GIVEN TASK 1> In the article about the documentary, rewrite the text between "Written by Sara" and "complicate the mix.", inclusive, substituting "mixed-faith couples" for "interfaith couples".
GIVEN TASK 2>
Answer these questions using the article about the documentary:
(a) Which author is credited with the line about Noah building the ark?
(b) How many couples does "Mixed Blessings" follow?
(c) What is Edith Bernstein's home country?

SELECTED PASSAGE>
□ □ □
Choosing My Religion

1 Nov , 2004  

Written by Sara Faith Alterman | Posted by:

Jennifer Kaplan's documentary 'Mixed Blessings' explores the choices interfaith couples make when raising their children, dissecting the familial role of religion and examining how religious choices can make or break a marriage.

"It wasn’t raining when Noah built the ark."

Author Howard Ruff had a point; preparation is key, insight invaluable. So when two people of different religious backgrounds meet, fall in love, and decide to get married, one might expect that the subject of children be broached. While many interfaith couples have no problem adapting to the religious lifestyles of their spouses, children can complicate the mix.

Director Jennifer Kaplan first became interested in the dynamic of interfaith marriages when she herself became involved in an interfaith relationship. She began making the film as an exploration of partnership, but soon discovered, through her interviews and research, that most couples have no problem accommodating each other’s religious values and traditions; it’s when they decide to start a family that things can get ugly. It’s certainly an understandable predicament; when an individual’s perspective is strongly influenced by his or her religious upbringing, of course they’ll want to pass their values and traditions onto their kids. The desire extends beyond faith; it’s natural for a parent to want to incorporate the experiences of their own youth into the lives of their children, be it religious values, cultural traditions, the food and music of their ancestors, family rituals. So, when a married couple has two completely different ideas about how children should be raised, it creates a conflict.

Once Kaplan shifted her focus and began documenting couples with children, the film became an intimate look into the lives of people trying to decide what’s best for the spiritual well being of their family.

"Mixed Blessings" follows four couples at various stages of their marriage, various stages of agreement, and various levels of marital harmony; the Bernstein, O’Connor/Chatinover, Rosenbaum, and Lynch families. All of the couples involve one Christian and one Jewish partner, and they have all made different decisions about their children.

Edith and Aaron Bernstein spent several years attending interfaith support groups before ultimately deciding to raise their two children Jewish, as Aaron had been raised. The decision was difficult for Edith, raised Protestant in her home country of Switzerland. Although the couple didn’t find their religious differences problematic while they were dating, once they married and had children, Aaron began to feel strongly that Judaism should be a part of his family’s life.
□ □ □
SUPPLIED INFORMATION>
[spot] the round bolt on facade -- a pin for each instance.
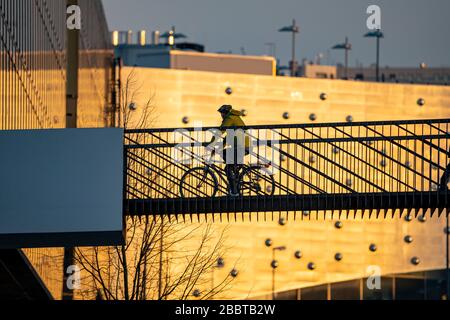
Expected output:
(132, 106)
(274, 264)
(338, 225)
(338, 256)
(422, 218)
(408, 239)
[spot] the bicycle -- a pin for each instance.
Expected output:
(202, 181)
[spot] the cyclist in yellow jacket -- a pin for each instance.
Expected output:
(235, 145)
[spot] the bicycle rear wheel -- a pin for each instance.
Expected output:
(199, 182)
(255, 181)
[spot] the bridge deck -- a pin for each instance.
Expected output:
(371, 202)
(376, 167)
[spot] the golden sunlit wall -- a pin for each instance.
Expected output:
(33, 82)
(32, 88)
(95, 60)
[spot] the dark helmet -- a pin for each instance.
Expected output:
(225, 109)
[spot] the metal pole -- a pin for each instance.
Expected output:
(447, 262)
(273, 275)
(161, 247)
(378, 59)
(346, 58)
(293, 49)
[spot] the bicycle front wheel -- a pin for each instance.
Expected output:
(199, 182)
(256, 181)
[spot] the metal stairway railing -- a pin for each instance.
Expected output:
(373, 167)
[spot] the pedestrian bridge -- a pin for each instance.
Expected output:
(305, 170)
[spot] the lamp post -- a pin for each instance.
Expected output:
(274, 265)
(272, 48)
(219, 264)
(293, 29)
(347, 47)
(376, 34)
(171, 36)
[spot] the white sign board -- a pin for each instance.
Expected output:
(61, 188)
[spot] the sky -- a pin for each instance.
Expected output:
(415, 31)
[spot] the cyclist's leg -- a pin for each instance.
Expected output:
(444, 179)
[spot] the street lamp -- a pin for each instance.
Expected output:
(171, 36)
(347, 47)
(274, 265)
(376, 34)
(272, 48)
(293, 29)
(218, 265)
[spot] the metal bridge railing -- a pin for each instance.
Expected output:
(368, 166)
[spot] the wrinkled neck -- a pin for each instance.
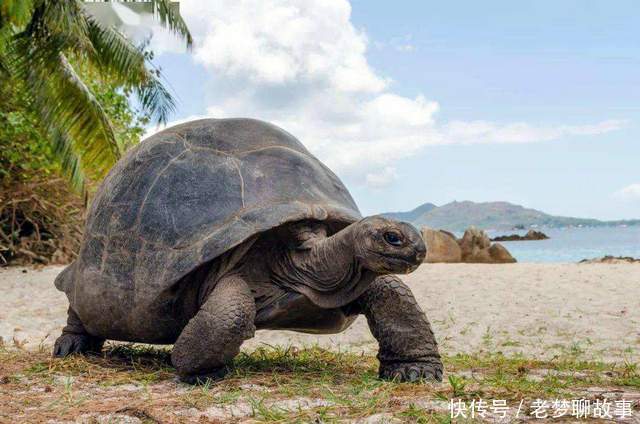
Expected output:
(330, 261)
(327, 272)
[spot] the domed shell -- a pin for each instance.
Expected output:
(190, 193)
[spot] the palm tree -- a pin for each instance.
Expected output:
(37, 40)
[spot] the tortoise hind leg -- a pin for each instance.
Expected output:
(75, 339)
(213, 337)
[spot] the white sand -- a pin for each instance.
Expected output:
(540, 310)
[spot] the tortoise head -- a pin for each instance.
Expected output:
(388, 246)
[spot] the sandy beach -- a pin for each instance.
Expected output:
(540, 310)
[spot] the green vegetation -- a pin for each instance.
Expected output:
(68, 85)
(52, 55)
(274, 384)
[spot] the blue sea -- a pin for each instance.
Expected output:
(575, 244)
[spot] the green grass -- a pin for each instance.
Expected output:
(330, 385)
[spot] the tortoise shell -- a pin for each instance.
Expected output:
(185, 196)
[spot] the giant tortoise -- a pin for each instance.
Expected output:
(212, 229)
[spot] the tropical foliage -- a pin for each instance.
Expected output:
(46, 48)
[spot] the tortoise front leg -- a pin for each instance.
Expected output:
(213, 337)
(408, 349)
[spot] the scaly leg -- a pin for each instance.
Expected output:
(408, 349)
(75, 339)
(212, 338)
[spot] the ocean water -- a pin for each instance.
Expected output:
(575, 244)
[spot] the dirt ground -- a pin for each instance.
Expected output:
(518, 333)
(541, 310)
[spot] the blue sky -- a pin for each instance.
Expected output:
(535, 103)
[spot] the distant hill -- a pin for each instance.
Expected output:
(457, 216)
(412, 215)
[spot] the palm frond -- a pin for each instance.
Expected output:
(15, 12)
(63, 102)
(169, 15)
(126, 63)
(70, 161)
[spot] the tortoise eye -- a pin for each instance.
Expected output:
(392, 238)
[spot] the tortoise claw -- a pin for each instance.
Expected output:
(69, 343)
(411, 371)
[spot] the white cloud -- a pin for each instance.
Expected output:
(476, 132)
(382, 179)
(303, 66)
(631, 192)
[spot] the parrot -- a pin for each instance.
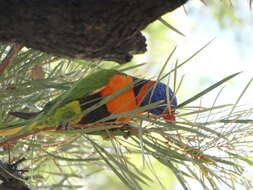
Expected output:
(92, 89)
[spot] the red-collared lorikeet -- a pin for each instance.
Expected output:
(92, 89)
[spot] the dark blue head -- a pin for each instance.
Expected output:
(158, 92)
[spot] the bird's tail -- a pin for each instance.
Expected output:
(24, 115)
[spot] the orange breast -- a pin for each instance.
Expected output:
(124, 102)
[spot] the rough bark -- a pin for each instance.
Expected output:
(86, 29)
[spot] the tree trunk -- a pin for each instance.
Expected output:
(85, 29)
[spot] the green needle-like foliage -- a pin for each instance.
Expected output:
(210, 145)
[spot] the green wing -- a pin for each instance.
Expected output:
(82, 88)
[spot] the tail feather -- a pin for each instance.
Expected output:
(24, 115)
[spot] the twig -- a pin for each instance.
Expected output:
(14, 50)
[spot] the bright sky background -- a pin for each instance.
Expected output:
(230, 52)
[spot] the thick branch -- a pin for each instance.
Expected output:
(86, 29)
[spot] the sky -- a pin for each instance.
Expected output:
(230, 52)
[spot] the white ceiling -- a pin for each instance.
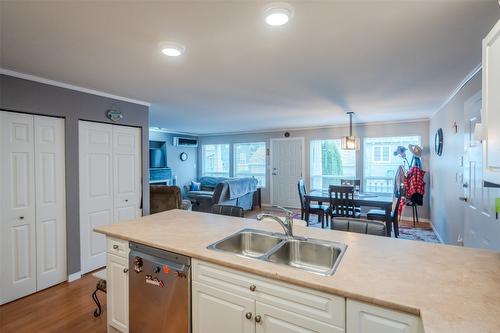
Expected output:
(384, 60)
□ □ □
RESULT 1>
Written by Sara Faith Alterman | Posted by:

Jennifer Kaplan's documentary 'Mixed Blessings' explores the choices mixed-faith couples make when raising their children, dissecting the familial role of religion and examining how religious choices can make or break a marriage.

"It wasn’t raining when Noah built the ark."

Author Howard Ruff had a point; preparation is key, insight invaluable. So when two people of different religious backgrounds meet, fall in love, and decide to get married, one might expect that the subject of children be broached. While many mixed-faith couples have no problem adapting to the religious lifestyles of their spouses, children can complicate the mix.

RESULT 2>
(a) Howard Ruff
(b) Four
(c) Switzerland